▶ [QUESTÃO PROPOSTA 1]:
Em que data foi inaugurada a ponte, segundo o texto sobre a Ponte Rio-Niterói?
▶ [QUESTÃO PROPOSTA 2]:
Transcreva literalmente o trecho do texto sobre a Ponte Rio-Niterói que começa em "Ponte Rio-Niterói faz" e segue até "estrutural e arquitetônico.".

▶ [TRECHO FORNECIDO]:
_ _ _ _
Ponte Rio-Niterói faz 50 anos e continua sendo uma das maiores obras de engenharia do mundo
Engenheiro que atuou na construção da ponte conta sobre os desafios do projeto e obras de manutenção
A data histórica de 4 de março de 1974 marca a inauguração da Ponte Rio-Niterói, que completou 50 anos neste ano, continua sendo a maior ponte do Hemisfério Sul e a 23a no ranking mundial. É, sem dúvida, uma das maiores obras de engenharia do mundo sob o ponto de vista estrutural e arquitetônico.
Referência mundial na área de manutenção de grandes pontes, sua estrutura continua sendo debatida. Durante o XV CBPE – Congresso Brasileiro de Pontes e Estruturas, promovido em maio pela ABECE e ABPE, o engenheiro Carlos Henrique Siqueira abordou o tema “Ponte Rio-Niterói: o cenário das juntas de dilatação em 50 anos de história”.
Siqueira é a memória viva da história da ponte. Ele iniciou sua carreira como engenheiro contratado para integrar a equipe, formada por cem engenheiros. “Eu estava fazendo pós-graduação quando me convidaram para trabalhar na construção da ponte. Depois de inaugurada, continuei como responsável técnico pela manutenção e depois, no regime de concessão, fui contratado como consultor. A ponte fez 50 anos de inauguração e faz 52 anos que trabalho nela”, comemora.
_ _ _ _
▶ [LINHAS DE DADOS]:

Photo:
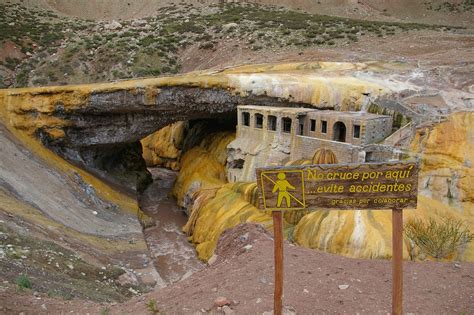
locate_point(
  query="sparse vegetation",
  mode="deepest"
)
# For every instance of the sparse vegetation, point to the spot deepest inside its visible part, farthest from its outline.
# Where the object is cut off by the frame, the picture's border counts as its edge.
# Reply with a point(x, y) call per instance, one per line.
point(438, 239)
point(152, 307)
point(70, 50)
point(23, 282)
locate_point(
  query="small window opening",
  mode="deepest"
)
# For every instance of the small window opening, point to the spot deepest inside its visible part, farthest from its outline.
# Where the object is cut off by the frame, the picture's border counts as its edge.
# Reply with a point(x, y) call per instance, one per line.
point(259, 121)
point(246, 119)
point(301, 127)
point(272, 122)
point(324, 126)
point(356, 131)
point(313, 124)
point(286, 122)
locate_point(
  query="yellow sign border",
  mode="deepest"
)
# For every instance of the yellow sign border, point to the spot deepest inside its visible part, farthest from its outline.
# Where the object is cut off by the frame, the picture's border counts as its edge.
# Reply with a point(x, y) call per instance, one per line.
point(284, 171)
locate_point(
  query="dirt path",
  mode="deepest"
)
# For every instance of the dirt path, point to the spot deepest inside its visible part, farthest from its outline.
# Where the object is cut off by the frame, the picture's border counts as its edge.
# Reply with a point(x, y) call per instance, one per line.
point(174, 257)
point(315, 283)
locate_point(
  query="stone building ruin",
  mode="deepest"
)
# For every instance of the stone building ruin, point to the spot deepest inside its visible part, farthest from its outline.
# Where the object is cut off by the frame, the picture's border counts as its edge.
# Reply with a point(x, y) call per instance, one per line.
point(276, 135)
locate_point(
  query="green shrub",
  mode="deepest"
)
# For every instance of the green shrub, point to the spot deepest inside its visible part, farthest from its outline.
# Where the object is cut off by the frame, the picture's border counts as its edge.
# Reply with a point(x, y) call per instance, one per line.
point(23, 282)
point(439, 240)
point(152, 307)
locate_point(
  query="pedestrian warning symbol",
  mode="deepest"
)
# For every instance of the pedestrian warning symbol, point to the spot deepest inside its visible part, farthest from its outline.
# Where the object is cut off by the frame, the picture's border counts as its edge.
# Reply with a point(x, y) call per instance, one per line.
point(282, 190)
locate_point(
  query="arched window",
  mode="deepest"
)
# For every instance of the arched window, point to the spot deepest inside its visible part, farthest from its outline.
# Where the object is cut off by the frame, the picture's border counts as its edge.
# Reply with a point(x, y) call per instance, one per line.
point(286, 123)
point(245, 119)
point(339, 132)
point(259, 121)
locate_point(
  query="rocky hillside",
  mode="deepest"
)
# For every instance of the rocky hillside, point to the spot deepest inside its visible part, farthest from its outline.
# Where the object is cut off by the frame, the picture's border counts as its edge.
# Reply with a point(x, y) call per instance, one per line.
point(40, 46)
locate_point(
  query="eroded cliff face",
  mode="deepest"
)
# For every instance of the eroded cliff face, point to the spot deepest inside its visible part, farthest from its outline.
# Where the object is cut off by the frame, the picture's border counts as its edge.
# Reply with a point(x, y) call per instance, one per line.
point(447, 155)
point(89, 123)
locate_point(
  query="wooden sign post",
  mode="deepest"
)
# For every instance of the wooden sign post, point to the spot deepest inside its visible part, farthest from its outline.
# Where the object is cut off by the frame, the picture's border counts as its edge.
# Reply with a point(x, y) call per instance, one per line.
point(351, 186)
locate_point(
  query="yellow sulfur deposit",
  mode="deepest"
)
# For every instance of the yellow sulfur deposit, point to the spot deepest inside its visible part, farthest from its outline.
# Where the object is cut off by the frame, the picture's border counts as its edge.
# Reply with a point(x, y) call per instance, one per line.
point(202, 167)
point(227, 207)
point(216, 205)
point(163, 147)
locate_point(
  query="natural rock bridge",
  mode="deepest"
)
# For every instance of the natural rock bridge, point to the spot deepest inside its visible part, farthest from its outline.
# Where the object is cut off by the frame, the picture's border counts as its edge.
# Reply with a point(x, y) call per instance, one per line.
point(100, 124)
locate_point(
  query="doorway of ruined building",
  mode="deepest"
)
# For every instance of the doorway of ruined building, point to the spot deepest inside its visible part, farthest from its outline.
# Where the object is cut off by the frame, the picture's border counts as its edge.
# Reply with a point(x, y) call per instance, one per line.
point(339, 132)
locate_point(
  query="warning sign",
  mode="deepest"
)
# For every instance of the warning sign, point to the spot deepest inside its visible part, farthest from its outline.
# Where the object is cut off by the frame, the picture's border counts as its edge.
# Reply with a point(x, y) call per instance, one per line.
point(349, 186)
point(283, 189)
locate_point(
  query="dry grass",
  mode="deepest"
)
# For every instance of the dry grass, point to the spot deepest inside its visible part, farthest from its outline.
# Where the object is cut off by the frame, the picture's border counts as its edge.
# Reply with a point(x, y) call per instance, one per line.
point(438, 239)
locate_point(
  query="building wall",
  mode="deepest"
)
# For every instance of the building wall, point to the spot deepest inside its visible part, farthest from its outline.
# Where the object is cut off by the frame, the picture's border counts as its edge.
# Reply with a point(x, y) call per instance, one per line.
point(259, 147)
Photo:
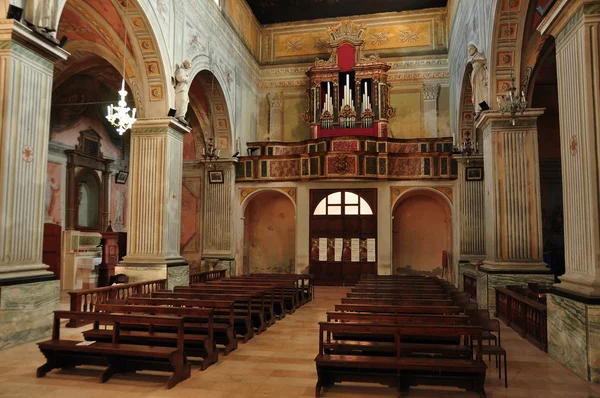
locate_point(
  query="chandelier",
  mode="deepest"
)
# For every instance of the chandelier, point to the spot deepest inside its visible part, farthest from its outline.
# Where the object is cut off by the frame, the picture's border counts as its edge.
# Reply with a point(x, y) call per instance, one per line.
point(119, 116)
point(210, 153)
point(512, 102)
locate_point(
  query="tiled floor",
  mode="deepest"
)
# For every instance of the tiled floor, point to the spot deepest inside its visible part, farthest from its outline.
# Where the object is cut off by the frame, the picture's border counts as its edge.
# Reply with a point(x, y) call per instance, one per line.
point(279, 363)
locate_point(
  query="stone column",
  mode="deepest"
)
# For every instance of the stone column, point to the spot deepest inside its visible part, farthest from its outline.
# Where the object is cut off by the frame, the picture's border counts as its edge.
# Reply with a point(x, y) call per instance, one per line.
point(513, 220)
point(275, 116)
point(219, 242)
point(28, 292)
point(431, 92)
point(154, 203)
point(574, 305)
point(470, 215)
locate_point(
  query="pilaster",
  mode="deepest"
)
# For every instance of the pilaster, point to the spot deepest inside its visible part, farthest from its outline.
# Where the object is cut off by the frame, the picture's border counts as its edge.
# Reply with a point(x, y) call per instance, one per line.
point(275, 116)
point(470, 206)
point(26, 71)
point(155, 175)
point(219, 242)
point(28, 292)
point(512, 187)
point(431, 92)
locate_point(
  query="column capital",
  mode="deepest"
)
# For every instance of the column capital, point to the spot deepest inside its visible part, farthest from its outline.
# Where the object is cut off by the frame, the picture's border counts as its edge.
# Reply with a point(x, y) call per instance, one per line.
point(497, 120)
point(154, 126)
point(566, 13)
point(431, 91)
point(11, 30)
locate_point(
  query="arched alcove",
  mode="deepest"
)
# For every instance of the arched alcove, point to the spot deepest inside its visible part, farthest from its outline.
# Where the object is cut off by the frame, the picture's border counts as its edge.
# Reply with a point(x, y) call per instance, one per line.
point(421, 231)
point(269, 233)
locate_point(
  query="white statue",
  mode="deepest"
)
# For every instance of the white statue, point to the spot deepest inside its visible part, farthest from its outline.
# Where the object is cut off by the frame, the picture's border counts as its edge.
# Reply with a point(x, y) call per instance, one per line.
point(182, 87)
point(43, 16)
point(479, 77)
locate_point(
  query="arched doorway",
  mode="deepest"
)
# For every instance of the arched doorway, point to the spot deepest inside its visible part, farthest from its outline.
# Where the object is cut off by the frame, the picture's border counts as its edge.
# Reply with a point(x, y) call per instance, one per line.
point(421, 232)
point(545, 95)
point(343, 235)
point(269, 234)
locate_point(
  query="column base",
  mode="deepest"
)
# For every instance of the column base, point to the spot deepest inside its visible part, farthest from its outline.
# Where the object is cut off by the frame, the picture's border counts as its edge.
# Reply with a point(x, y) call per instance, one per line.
point(574, 332)
point(26, 309)
point(488, 280)
point(176, 274)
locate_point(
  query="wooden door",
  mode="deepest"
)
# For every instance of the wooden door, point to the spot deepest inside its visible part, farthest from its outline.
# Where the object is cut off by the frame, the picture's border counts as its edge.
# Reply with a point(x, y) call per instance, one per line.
point(349, 216)
point(52, 247)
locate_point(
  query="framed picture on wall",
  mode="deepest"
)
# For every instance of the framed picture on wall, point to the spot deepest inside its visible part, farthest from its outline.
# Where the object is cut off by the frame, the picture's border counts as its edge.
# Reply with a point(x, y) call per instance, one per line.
point(121, 177)
point(215, 177)
point(474, 173)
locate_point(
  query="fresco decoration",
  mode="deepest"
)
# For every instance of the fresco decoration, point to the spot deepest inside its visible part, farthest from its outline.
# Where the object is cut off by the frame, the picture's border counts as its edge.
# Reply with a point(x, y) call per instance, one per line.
point(377, 38)
point(245, 23)
point(52, 198)
point(118, 208)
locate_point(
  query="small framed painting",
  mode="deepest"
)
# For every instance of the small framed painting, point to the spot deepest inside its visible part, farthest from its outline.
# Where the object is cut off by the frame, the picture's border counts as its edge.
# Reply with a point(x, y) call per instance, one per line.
point(215, 177)
point(474, 173)
point(121, 177)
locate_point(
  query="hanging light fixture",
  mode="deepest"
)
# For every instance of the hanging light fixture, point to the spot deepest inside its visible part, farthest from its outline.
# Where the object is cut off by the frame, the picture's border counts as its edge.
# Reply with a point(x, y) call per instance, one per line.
point(512, 102)
point(119, 115)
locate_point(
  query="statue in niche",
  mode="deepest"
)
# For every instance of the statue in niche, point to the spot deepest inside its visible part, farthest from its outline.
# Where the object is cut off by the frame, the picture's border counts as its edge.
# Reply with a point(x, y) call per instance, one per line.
point(182, 99)
point(479, 77)
point(43, 16)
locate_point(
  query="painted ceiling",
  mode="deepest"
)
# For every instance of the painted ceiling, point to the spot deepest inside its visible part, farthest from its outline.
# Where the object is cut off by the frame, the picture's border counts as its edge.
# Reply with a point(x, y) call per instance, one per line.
point(276, 11)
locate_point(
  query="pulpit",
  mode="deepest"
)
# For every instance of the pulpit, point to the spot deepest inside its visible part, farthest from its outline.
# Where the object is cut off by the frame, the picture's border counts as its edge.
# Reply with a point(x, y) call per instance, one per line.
point(349, 94)
point(110, 256)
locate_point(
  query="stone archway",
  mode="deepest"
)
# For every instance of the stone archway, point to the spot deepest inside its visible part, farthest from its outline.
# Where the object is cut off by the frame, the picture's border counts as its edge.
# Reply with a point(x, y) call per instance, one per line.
point(269, 233)
point(421, 231)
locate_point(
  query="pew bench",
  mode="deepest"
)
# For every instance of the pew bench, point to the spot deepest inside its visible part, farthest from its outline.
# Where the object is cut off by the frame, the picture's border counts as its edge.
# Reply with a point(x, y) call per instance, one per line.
point(198, 330)
point(403, 364)
point(224, 318)
point(118, 357)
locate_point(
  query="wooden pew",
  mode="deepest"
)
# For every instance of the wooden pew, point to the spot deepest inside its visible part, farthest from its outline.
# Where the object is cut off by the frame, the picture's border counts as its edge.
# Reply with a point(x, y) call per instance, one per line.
point(274, 295)
point(398, 368)
point(117, 356)
point(262, 300)
point(242, 304)
point(397, 309)
point(195, 344)
point(291, 291)
point(227, 320)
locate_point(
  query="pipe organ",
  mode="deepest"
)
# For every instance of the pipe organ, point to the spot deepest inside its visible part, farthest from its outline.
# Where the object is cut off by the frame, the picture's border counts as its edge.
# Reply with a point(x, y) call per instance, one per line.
point(348, 94)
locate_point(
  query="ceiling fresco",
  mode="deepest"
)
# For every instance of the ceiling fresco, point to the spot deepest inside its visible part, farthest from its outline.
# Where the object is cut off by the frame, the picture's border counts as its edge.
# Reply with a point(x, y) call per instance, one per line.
point(276, 11)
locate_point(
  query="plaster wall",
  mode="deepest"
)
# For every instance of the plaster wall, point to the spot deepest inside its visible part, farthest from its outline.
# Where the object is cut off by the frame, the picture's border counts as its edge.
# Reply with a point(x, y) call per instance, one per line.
point(270, 229)
point(419, 235)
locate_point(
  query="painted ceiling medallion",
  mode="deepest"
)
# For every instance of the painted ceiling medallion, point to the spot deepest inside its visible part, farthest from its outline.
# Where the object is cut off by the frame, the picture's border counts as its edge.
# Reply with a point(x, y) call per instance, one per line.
point(573, 145)
point(27, 154)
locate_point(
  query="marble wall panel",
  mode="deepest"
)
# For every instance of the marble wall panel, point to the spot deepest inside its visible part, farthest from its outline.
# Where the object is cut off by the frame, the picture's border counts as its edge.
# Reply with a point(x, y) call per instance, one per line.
point(178, 276)
point(567, 335)
point(26, 312)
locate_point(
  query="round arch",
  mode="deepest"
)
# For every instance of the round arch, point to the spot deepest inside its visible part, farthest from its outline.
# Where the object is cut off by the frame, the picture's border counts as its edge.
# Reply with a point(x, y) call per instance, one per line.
point(269, 237)
point(146, 71)
point(219, 111)
point(421, 232)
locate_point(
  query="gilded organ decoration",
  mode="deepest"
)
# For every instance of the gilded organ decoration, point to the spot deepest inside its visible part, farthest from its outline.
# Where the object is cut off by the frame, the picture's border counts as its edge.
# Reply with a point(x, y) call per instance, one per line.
point(349, 93)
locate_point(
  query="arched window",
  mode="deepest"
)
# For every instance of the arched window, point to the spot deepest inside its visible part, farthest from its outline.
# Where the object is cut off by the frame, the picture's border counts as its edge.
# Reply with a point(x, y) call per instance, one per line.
point(343, 203)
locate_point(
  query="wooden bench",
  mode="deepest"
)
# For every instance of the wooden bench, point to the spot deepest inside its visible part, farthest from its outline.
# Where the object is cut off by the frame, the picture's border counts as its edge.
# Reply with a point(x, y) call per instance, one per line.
point(242, 305)
point(261, 301)
point(117, 356)
point(397, 309)
point(198, 341)
point(225, 318)
point(399, 368)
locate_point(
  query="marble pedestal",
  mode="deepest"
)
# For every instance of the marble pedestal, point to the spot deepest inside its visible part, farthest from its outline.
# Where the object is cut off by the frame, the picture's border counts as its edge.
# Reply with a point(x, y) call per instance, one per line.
point(26, 311)
point(175, 274)
point(488, 280)
point(574, 333)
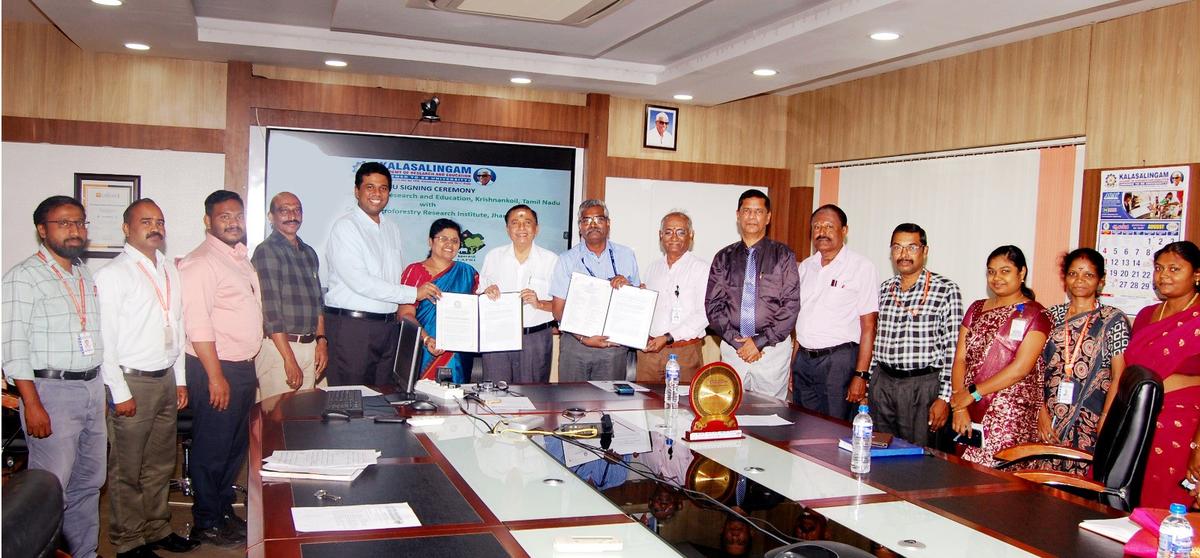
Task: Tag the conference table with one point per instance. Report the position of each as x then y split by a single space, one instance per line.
479 493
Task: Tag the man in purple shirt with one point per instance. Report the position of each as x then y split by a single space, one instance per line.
762 273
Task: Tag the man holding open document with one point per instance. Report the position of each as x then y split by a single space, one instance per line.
592 357
522 268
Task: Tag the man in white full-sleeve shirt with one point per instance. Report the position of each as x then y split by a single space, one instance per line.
681 279
522 267
365 264
141 311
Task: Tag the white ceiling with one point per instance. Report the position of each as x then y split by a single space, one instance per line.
645 48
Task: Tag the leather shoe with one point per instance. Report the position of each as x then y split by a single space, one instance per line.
173 543
215 537
235 525
143 551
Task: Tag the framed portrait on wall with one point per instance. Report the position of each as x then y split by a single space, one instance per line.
661 127
105 198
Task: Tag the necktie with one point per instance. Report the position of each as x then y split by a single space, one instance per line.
749 295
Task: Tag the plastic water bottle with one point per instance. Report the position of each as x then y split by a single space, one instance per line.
1175 534
861 442
672 373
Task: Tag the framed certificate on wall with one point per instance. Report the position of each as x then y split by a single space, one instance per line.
105 198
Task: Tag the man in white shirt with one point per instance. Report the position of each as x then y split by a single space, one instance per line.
141 311
835 327
365 264
659 136
526 268
681 280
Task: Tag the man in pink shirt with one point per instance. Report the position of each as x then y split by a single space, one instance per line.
223 322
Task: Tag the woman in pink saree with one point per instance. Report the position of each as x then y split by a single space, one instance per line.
1167 340
997 375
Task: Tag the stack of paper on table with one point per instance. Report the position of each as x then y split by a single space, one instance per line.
323 465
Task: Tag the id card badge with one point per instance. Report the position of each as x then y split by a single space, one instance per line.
87 345
1017 331
1066 393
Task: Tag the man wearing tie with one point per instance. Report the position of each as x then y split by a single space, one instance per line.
753 297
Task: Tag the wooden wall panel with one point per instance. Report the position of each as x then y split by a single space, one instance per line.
47 77
1145 83
109 135
424 85
1033 89
750 132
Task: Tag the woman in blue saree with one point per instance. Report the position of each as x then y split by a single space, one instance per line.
445 239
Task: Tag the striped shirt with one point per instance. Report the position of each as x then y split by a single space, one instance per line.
919 328
41 327
291 286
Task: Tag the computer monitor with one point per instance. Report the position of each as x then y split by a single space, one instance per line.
407 367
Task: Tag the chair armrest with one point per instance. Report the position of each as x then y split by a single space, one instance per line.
1060 479
1025 451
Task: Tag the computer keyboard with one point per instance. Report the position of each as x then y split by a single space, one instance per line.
348 402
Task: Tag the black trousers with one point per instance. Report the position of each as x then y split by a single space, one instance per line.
361 352
220 438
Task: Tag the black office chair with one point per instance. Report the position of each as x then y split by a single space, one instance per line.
31 514
1121 449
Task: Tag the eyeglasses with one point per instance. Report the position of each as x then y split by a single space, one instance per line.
71 225
909 249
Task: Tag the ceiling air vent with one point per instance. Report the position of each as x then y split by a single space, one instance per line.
564 12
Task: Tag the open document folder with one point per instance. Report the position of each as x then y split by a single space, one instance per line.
594 307
469 323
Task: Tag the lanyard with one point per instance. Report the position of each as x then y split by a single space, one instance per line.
81 304
924 297
1071 355
611 259
165 303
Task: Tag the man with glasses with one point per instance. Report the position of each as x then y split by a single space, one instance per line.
223 322
522 267
581 359
918 329
294 351
52 354
365 263
751 300
679 321
835 328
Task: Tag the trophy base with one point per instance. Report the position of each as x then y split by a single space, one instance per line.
715 435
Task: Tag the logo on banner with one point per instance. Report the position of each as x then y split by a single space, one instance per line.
484 177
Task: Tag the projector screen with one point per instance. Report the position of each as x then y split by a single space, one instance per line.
472 183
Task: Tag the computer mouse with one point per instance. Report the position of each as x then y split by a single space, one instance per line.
423 406
333 414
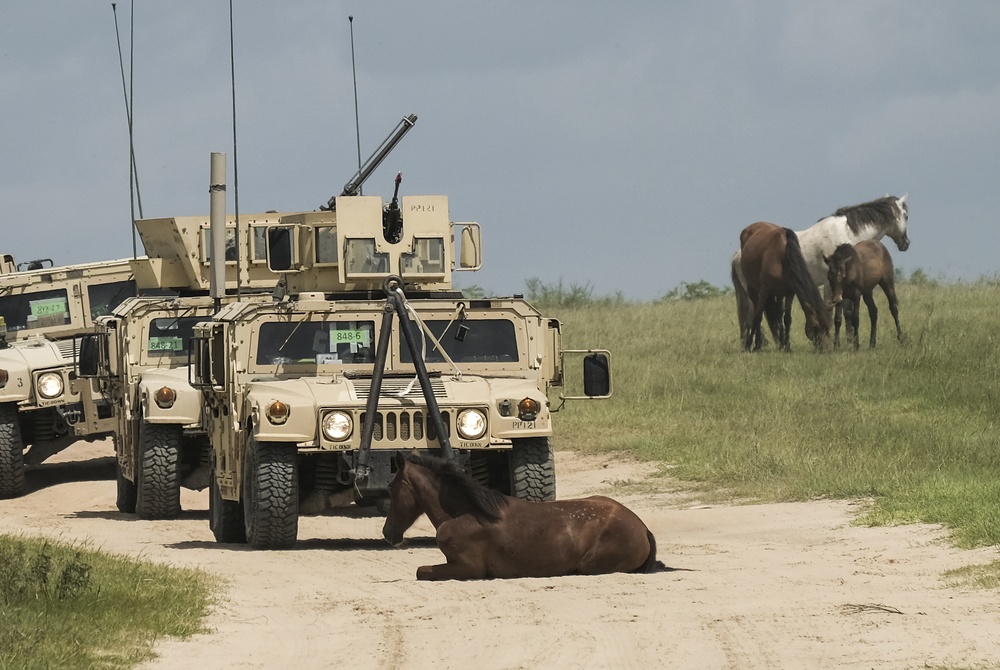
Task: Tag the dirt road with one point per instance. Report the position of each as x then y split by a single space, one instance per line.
762 586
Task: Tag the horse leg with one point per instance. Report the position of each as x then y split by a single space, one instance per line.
873 316
851 310
786 335
838 314
754 336
890 293
464 549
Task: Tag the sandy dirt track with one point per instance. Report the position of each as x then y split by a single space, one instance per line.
760 586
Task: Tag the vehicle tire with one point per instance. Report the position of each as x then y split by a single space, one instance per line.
126 492
225 517
158 491
533 469
11 453
271 494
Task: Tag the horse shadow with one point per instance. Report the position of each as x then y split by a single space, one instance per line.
343 544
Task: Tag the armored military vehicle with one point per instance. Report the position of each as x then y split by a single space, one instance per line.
138 357
41 403
308 397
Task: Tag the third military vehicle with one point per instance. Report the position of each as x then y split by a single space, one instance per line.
42 405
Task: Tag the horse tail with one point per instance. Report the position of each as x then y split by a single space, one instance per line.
802 282
744 307
651 564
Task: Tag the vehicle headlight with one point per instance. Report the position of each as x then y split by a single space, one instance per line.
337 426
277 412
50 385
471 424
165 397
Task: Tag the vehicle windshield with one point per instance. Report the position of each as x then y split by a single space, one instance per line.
317 342
105 297
43 309
470 341
170 336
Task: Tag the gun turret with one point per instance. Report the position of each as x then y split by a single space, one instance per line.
353 187
392 217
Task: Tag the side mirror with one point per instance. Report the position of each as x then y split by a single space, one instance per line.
596 376
88 362
471 251
282 249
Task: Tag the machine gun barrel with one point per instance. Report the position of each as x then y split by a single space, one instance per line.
354 186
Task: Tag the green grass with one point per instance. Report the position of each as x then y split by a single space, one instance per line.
67 607
911 426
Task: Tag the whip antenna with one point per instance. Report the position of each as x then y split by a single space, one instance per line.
236 172
354 73
133 182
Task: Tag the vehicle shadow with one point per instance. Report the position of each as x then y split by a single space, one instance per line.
47 475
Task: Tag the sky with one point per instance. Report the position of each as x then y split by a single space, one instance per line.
620 147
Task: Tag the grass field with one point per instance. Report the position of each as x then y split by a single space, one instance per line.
911 426
67 607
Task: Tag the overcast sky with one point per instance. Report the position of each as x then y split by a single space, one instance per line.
620 145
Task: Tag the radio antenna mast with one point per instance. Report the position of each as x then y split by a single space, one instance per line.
133 182
354 73
236 172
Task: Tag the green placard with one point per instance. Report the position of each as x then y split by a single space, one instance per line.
166 344
350 336
48 307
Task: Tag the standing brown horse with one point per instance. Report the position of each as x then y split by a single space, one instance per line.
775 270
485 534
854 272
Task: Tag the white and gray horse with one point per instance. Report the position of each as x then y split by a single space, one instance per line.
885 217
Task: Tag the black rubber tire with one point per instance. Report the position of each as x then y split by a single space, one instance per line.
533 469
127 492
271 494
158 471
225 517
11 453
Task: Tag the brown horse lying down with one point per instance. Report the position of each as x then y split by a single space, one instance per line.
485 534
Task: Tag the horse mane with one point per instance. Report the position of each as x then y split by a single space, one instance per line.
877 213
843 252
805 288
486 503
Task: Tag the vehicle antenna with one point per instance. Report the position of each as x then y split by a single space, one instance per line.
236 173
354 73
133 181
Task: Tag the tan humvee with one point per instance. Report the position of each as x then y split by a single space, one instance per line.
41 403
138 358
294 422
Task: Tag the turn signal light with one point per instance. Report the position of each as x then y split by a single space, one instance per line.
165 397
527 409
277 412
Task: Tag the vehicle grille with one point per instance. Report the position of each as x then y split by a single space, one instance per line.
391 388
406 425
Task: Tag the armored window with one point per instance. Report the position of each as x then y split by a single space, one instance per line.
470 341
316 342
105 297
171 336
42 309
427 257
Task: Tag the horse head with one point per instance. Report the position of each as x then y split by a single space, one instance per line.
897 233
839 267
404 508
_ _ _ _
▶ [RESPOSTA DO EXERCÍCIO 1]:
Em 4 de março de 1974.

▶ [RESPOSTA DO EXERCÍCIO 2]:
Ponte Rio-Niterói faz 50 anos e continua sendo uma das maiores obras de engenharia do mundo
Engenheiro que atuou na construção da ponte conta sobre os desafios do projeto e obras de manutenção
A data histórica de 4 de março de 1974 marca a inauguração da Ponte Rio-Niterói, que completou 50 anos neste ano, continua sendo a maior ponte do Hemisfério Sul e a 23a no ranking mundial. É, sem dúvida, uma das maiores obras de engenharia do mundo sob o ponto de vista estrutural e arquitetônico.